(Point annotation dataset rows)
************

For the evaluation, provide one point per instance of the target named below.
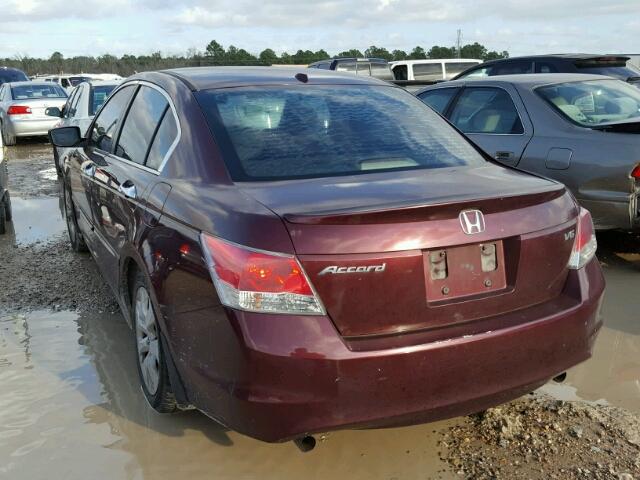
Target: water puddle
(71, 406)
(612, 375)
(34, 220)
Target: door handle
(504, 155)
(89, 169)
(128, 189)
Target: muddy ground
(70, 404)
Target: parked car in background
(81, 106)
(68, 82)
(581, 130)
(294, 253)
(371, 67)
(609, 65)
(22, 109)
(431, 69)
(5, 198)
(8, 74)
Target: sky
(37, 28)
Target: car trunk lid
(387, 252)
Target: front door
(124, 179)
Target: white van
(431, 70)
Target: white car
(434, 70)
(83, 103)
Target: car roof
(205, 78)
(563, 56)
(530, 79)
(435, 60)
(30, 82)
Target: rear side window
(163, 140)
(400, 72)
(546, 67)
(486, 110)
(7, 76)
(382, 71)
(42, 90)
(143, 118)
(74, 103)
(454, 68)
(512, 67)
(427, 71)
(438, 99)
(105, 125)
(308, 131)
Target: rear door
(495, 119)
(124, 179)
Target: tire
(8, 214)
(3, 219)
(9, 140)
(150, 355)
(75, 237)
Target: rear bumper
(613, 215)
(279, 377)
(31, 127)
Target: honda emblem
(472, 221)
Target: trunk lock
(438, 266)
(488, 258)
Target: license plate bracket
(464, 271)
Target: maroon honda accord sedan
(298, 252)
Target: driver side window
(104, 128)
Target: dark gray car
(583, 130)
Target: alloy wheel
(147, 341)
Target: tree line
(216, 54)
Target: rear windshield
(595, 101)
(382, 71)
(317, 131)
(620, 72)
(98, 96)
(7, 76)
(75, 81)
(22, 92)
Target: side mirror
(65, 137)
(53, 112)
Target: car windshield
(594, 102)
(318, 131)
(99, 95)
(22, 92)
(7, 76)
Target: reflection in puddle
(71, 407)
(35, 219)
(612, 375)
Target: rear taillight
(585, 244)
(258, 281)
(18, 110)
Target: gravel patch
(537, 437)
(51, 275)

************

> [TO DO]:
Put the rows above into a numbered list, starting at the line with "Target: parked car in background" and running through the last row, with both ends included and blank lines left out.

> [SOLUTION FOR THIS TASK]:
1. Target: parked car in background
2. (81, 106)
3. (68, 82)
4. (581, 130)
5. (294, 253)
6. (371, 67)
7. (609, 65)
8. (22, 109)
9. (431, 69)
10. (5, 198)
11. (8, 74)
12. Target: sky
13. (37, 28)
14. Target: car trunk lid
15. (387, 252)
16. Target: front door
17. (124, 179)
18. Target: white van
19. (431, 70)
20. Target: white car
21. (434, 70)
22. (83, 103)
23. Target: car roof
24. (205, 78)
25. (563, 56)
26. (530, 79)
27. (435, 60)
28. (30, 82)
29. Target: rear side window
30. (163, 140)
31. (400, 72)
32. (546, 67)
33. (486, 110)
34. (7, 76)
35. (382, 71)
36. (42, 90)
37. (143, 118)
38. (74, 103)
39. (454, 68)
40. (512, 67)
41. (427, 71)
42. (438, 99)
43. (105, 125)
44. (308, 131)
45. Target: rear door
46. (495, 119)
47. (124, 179)
48. Target: tire
49. (8, 214)
50. (3, 219)
51. (9, 140)
52. (150, 355)
53. (75, 237)
54. Target: rear bumper
55. (613, 215)
56. (279, 377)
57. (31, 127)
58. Target: honda emblem
59. (472, 221)
60. Target: trunk lock
61. (438, 266)
62. (488, 258)
63. Target: license plate bracket
64. (464, 271)
65. Target: maroon honda accord sedan
66. (298, 252)
67. Target: driver side window
68. (104, 128)
69. Target: dark gray car
70. (583, 130)
71. Target: alloy wheel
72. (147, 341)
73. Target: tree line
74. (216, 54)
75. Target: rear windshield
76. (595, 101)
77. (382, 71)
78. (317, 131)
79. (620, 72)
80. (98, 96)
81. (7, 76)
82. (75, 81)
83. (22, 92)
84. Target: side mirror
85. (65, 137)
86. (53, 112)
87. Target: car windshield
88. (594, 102)
89. (318, 131)
90. (99, 95)
91. (22, 92)
92. (7, 76)
93. Target: reflection in puddle
94. (71, 407)
95. (35, 219)
96. (612, 375)
97. Target: rear taillight
98. (585, 244)
99. (258, 281)
100. (18, 110)
101. Target: gravel patch
102. (537, 437)
103. (51, 275)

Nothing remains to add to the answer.